Short exercise: Transcribe the records exactly, starting at their first line and ending at the line that contains "227), (879, 224)]", including both of those lines.
-*-*-
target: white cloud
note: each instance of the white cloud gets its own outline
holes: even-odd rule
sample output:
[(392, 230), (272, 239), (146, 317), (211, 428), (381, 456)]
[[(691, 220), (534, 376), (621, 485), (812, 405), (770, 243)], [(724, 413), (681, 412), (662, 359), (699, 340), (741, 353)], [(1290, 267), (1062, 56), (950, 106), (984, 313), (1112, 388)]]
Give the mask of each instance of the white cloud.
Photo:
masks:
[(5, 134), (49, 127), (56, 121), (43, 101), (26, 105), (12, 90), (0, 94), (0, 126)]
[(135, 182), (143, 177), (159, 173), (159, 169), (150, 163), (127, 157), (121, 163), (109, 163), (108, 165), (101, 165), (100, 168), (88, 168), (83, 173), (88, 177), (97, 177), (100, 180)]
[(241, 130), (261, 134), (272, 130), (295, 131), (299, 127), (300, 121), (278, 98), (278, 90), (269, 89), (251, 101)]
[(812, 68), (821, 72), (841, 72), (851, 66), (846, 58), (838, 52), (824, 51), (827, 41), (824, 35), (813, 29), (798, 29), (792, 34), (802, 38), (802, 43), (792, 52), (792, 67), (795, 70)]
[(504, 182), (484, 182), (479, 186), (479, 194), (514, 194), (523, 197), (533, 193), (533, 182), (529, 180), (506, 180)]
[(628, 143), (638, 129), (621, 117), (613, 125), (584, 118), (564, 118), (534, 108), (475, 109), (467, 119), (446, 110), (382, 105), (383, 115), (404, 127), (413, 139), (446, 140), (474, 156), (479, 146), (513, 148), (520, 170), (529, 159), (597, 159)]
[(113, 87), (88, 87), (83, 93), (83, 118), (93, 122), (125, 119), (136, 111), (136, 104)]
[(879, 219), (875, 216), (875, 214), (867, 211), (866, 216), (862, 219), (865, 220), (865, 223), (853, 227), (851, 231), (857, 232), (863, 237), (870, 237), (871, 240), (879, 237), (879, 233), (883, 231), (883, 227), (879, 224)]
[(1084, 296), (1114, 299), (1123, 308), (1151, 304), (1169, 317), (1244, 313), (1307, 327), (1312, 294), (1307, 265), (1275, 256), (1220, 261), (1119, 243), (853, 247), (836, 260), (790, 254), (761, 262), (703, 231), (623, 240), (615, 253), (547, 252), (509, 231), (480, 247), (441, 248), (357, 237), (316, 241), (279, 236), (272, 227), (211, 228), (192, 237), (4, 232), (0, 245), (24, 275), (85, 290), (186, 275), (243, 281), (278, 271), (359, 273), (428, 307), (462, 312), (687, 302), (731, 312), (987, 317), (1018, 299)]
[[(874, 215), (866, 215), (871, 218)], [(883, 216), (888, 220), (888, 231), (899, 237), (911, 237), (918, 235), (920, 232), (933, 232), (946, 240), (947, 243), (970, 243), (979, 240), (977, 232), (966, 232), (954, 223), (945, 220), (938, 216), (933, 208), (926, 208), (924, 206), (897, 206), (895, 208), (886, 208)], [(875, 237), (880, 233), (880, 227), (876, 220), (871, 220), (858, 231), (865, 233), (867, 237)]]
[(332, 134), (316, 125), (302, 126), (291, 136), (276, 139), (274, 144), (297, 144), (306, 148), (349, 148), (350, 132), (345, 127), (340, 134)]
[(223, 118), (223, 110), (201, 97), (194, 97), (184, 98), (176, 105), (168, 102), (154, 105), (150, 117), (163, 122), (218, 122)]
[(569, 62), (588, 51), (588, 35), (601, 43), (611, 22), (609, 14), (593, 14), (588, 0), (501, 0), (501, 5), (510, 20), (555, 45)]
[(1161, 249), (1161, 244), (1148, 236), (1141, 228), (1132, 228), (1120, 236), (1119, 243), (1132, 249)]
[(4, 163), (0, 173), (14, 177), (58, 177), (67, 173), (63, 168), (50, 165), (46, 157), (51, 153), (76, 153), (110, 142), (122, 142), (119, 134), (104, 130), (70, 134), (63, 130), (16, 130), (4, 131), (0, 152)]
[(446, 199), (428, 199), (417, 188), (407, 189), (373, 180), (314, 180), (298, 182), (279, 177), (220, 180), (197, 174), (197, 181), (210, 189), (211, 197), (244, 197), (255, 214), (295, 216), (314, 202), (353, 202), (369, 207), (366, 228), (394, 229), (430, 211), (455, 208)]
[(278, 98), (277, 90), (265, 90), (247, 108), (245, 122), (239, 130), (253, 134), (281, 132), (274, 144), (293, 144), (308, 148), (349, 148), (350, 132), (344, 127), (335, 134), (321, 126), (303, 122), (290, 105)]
-*-*-
Final result:
target: white cloud
note: each instance of the white cloud gets its own outline
holes: even-odd rule
sample output:
[(392, 230), (272, 239), (146, 317), (211, 428), (381, 456)]
[[(691, 220), (534, 376), (621, 485), (812, 405), (770, 243)], [(724, 413), (681, 412), (662, 359), (699, 340), (741, 353)], [(1290, 267), (1062, 56), (950, 106), (984, 313), (1112, 388)]]
Give the mask of each instance of the white cloud.
Photo:
masks:
[(5, 134), (49, 127), (56, 121), (43, 101), (26, 105), (12, 90), (0, 94), (0, 126)]
[(135, 182), (143, 177), (159, 173), (159, 169), (150, 163), (127, 157), (121, 163), (109, 163), (108, 165), (101, 165), (100, 168), (88, 168), (83, 173), (88, 177), (97, 177), (100, 180)]
[(241, 130), (261, 134), (272, 130), (295, 131), (299, 127), (300, 121), (278, 98), (278, 90), (269, 89), (251, 101)]
[(812, 68), (821, 72), (841, 72), (851, 66), (846, 58), (838, 52), (824, 51), (827, 41), (824, 35), (813, 29), (798, 29), (792, 34), (802, 38), (802, 43), (792, 52), (792, 67), (795, 70)]
[(504, 182), (484, 182), (479, 186), (479, 194), (514, 194), (523, 197), (533, 193), (533, 182), (529, 180), (506, 180)]
[(628, 143), (638, 129), (621, 117), (613, 125), (584, 118), (564, 118), (534, 108), (475, 109), (467, 119), (446, 110), (382, 105), (383, 115), (404, 127), (413, 139), (446, 140), (474, 156), (479, 146), (513, 148), (520, 170), (529, 159), (597, 159)]
[(113, 87), (88, 87), (83, 93), (83, 118), (93, 122), (125, 119), (136, 111), (136, 104)]
[(879, 219), (875, 216), (875, 214), (867, 211), (866, 216), (862, 219), (865, 220), (865, 223), (853, 227), (851, 231), (857, 232), (863, 237), (870, 237), (871, 240), (879, 237), (879, 233), (883, 231), (883, 227), (879, 224)]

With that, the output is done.